*WHAT THE TASK ASKS*
Gather every line of the rows below that contains the word "doorway", matching its case exactly.

*WORKING DATA*
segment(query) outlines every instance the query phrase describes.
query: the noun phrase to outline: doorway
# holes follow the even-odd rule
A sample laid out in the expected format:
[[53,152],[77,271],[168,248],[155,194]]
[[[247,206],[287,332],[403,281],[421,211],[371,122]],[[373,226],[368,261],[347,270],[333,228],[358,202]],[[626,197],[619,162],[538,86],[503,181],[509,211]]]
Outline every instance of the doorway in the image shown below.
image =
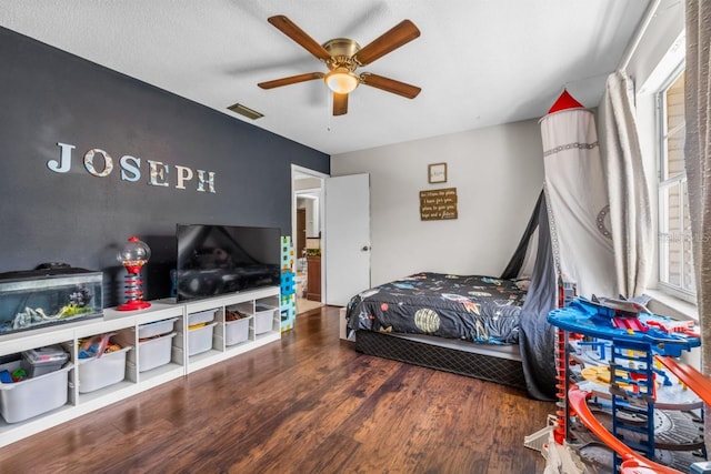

*ANSWER BELOW*
query: the noun phrase to outline: doorway
Outline every instance of the doorway in the image shown below.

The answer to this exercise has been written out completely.